Records from a collection
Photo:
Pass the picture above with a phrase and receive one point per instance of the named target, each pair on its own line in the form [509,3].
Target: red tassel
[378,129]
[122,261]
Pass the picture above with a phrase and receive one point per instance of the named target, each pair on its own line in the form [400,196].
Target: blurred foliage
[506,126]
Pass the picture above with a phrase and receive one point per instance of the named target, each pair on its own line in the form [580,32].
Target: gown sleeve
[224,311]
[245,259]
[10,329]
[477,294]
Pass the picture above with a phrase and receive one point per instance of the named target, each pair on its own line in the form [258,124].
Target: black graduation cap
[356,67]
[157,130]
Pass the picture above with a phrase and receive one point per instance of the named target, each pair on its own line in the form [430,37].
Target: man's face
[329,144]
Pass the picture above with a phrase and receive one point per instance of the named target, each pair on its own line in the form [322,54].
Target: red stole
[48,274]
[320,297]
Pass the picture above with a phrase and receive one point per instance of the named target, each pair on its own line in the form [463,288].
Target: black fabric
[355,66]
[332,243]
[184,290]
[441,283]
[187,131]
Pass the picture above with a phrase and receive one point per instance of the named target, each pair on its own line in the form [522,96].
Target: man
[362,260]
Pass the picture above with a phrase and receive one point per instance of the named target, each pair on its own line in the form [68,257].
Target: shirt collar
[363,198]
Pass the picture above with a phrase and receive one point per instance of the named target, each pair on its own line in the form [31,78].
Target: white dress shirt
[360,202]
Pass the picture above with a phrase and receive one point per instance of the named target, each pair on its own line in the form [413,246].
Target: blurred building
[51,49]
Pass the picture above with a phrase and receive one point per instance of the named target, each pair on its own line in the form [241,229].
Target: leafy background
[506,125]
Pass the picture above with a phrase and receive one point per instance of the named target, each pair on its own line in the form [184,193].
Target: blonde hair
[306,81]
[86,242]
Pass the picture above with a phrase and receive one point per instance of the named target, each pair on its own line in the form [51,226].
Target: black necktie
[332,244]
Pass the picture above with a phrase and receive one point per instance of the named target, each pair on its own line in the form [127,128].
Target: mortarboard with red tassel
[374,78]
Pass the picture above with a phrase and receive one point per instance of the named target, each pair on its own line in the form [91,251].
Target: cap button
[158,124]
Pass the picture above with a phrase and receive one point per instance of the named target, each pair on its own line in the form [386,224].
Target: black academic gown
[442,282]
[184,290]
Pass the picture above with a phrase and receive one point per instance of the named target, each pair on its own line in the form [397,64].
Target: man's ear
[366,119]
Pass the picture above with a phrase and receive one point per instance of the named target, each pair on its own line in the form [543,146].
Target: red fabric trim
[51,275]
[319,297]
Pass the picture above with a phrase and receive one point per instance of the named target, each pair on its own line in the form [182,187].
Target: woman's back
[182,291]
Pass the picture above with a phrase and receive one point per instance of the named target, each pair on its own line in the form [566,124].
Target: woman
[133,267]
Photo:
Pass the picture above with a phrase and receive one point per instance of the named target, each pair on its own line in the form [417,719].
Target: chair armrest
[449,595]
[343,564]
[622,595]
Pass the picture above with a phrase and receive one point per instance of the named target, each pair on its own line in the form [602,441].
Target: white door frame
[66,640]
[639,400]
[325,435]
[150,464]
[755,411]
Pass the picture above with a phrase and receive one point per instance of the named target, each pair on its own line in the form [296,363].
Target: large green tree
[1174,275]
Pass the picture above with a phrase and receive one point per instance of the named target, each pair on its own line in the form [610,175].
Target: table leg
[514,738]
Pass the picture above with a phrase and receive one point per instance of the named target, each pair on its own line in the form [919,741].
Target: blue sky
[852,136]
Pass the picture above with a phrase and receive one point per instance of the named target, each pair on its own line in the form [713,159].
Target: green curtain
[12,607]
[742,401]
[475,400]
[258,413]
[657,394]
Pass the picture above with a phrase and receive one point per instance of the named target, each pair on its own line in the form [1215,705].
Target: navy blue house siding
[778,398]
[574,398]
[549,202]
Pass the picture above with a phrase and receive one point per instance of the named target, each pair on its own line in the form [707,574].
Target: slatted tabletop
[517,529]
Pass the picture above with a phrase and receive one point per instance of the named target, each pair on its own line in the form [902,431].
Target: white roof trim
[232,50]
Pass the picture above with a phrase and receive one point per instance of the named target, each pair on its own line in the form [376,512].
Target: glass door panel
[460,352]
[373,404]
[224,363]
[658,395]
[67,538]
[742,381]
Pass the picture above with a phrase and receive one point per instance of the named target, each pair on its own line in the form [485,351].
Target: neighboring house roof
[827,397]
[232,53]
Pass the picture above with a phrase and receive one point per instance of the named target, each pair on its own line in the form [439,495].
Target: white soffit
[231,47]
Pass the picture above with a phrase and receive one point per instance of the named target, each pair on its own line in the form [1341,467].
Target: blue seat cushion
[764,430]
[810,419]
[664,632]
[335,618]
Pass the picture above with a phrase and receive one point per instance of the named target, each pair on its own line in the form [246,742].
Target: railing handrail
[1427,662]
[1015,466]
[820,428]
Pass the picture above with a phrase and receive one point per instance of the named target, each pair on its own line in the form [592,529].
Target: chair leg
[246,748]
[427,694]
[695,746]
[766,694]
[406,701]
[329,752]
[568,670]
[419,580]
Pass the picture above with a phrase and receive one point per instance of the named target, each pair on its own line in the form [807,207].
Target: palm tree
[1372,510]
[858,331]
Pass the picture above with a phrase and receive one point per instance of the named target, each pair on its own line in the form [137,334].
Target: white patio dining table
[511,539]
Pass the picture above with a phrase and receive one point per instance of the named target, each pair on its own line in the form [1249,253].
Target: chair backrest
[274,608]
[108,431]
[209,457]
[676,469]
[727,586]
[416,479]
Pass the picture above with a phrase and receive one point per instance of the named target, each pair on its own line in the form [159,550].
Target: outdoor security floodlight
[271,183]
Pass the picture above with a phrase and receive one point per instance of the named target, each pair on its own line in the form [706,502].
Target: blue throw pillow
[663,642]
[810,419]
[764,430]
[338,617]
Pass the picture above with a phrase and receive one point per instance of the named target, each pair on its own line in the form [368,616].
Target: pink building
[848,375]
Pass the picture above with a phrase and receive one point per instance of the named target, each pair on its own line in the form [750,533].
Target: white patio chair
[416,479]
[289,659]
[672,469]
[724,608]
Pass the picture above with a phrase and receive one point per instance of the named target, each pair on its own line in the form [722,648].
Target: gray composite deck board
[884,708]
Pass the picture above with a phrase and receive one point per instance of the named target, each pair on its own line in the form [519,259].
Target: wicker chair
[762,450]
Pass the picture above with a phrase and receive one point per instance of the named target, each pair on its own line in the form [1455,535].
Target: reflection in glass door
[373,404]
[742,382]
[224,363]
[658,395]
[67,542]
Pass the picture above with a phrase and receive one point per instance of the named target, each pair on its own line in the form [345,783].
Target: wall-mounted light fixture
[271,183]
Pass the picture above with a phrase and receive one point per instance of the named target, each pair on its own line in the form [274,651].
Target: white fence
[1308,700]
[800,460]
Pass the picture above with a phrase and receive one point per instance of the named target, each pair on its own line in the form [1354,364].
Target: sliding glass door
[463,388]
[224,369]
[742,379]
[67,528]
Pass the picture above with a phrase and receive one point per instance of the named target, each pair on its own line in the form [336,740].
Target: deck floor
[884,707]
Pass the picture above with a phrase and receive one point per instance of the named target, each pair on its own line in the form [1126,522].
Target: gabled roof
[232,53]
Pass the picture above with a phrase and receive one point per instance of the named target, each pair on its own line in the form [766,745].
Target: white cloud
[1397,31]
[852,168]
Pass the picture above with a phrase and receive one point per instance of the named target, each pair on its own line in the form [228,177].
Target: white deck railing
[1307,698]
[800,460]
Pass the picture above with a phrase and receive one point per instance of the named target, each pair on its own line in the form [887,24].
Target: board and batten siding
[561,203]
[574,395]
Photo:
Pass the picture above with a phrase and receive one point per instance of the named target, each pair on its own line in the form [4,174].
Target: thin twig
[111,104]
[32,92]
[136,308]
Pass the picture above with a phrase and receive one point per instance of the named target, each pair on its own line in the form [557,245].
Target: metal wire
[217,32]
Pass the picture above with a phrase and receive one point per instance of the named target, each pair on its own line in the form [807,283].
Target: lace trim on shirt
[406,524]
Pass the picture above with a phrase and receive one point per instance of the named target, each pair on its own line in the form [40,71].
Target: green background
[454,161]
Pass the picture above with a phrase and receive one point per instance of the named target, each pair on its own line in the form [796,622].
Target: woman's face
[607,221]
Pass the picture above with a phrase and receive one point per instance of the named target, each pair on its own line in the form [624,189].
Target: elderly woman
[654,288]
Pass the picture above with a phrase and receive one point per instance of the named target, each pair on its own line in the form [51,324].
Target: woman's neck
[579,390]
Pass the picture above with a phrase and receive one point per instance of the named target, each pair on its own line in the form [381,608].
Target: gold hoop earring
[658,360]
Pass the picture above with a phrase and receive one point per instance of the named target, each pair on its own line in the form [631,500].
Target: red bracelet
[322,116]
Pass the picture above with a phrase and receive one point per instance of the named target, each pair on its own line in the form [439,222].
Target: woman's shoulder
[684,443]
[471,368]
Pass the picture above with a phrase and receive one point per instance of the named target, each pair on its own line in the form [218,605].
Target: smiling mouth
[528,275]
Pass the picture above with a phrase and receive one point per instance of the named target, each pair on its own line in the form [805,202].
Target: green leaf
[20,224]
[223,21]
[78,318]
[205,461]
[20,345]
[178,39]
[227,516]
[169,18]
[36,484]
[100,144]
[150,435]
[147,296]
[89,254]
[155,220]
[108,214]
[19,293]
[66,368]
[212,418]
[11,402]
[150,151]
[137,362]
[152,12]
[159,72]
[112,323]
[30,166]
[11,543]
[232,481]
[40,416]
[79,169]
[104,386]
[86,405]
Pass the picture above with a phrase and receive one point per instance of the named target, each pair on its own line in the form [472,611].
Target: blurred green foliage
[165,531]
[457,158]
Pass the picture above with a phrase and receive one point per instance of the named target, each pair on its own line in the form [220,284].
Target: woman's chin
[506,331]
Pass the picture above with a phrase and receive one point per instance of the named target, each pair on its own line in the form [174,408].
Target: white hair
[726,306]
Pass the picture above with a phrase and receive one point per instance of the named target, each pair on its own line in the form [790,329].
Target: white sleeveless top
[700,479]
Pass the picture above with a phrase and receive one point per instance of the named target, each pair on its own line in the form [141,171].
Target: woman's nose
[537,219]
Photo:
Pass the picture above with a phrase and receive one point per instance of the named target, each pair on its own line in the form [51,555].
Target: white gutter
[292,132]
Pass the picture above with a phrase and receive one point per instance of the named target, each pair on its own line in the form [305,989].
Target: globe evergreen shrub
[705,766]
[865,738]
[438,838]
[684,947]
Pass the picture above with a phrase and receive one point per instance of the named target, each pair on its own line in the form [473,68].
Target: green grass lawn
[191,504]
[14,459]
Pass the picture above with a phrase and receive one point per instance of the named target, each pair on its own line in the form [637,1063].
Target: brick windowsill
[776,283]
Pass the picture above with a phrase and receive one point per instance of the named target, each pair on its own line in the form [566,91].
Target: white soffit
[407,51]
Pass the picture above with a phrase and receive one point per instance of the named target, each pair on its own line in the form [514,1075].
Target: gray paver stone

#### [Assignment]
Restate, please, word for word the span of records running from the first line to the line bearing "the form [430,37].", both included, and nothing outside it.

#### [Exercise answer]
Photo:
Pass the picture above with a phrase and receive one point per instance of the named target, each pair on its own line in the form [509,3].
Target: red tassel
[378,129]
[122,261]
Pass the picture above with a phrase and receive one point per instance of the named target, each pair on its own line in the form [400,196].
Target: blurred foliage
[506,126]
Pass the picture above with a phrase and receive one point per instance of the named target, each pair on its own line in the form [580,32].
Target: gown sleeve
[224,311]
[245,259]
[10,329]
[477,294]
Pass the picture above with a phrase and receive one point per instance of the named target, each pair on its own line in the form [258,124].
Target: black graduation cap
[356,67]
[157,130]
Pass the picture above with a phrase and receive one point per instance of the named target, each pair on its own line in the form [430,37].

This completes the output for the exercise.